### Set exercise
Copy out the data below, swapping each occurrence of "sample" for "template" and leaving everything else unchanged. Omit the pictures.

## BEGIN Data lines

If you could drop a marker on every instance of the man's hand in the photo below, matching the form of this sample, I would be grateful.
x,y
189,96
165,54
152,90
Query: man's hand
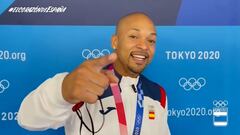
x,y
89,80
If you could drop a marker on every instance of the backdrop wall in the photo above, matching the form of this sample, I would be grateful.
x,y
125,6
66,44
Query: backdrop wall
x,y
196,61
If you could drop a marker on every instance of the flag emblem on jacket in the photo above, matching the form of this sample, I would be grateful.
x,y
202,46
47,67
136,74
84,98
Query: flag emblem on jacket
x,y
151,112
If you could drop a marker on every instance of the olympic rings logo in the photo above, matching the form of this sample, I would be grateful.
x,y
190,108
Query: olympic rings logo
x,y
4,84
220,103
192,83
88,54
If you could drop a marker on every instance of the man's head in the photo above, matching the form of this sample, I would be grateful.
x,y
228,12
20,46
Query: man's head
x,y
134,43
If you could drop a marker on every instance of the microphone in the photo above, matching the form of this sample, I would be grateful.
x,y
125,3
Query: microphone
x,y
133,87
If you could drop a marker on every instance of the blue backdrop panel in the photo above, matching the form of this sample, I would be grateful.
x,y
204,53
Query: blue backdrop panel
x,y
198,66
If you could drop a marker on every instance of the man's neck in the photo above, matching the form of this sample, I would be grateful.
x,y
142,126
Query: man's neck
x,y
124,72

## END Data lines

### Finished exercise
If you could drop a marker on every instance of the man's hand in the photo below, matching the form of this template, I would be grateful.
x,y
189,96
165,54
152,90
Query: man's hand
x,y
89,80
If you could drop a marker on every instance of the backdrop wall in the photo above, matching the form of this template, I would be grateful.
x,y
125,6
66,44
Query: backdrop wall
x,y
196,61
If you could drop a marker on every instance of the flag emblem on jacket in the photo above, matching the form of this template, I would be grateful.
x,y
202,46
47,67
136,74
84,98
Query: flag emblem on jacket
x,y
151,112
If you could drop a marker on every instance of the olympic rings logo in the photo above, matching the form of this template, I would be grateful.
x,y
190,108
Query: olympic rings logo
x,y
4,84
220,103
192,83
88,54
If you could drop a marker on every instance of the man's head in the photo above, matching the form of this template, I would be grateful.
x,y
228,12
20,46
Query: man's head
x,y
134,43
If you could drop a marker on every instance of the microphone in the photo above, matching the form of this template, I would be grateful.
x,y
125,3
Query: microphone
x,y
133,87
If you could drop a marker on every instance of the blue backdrop panel in the photo above, matching the form of this template, I would be grateful.
x,y
204,53
Query: blue backdrop panel
x,y
198,66
If you could drop a marker on every instance of the man's neck in the photo above, matching the form of this template, I would be grateful.
x,y
142,126
Query: man's neck
x,y
124,72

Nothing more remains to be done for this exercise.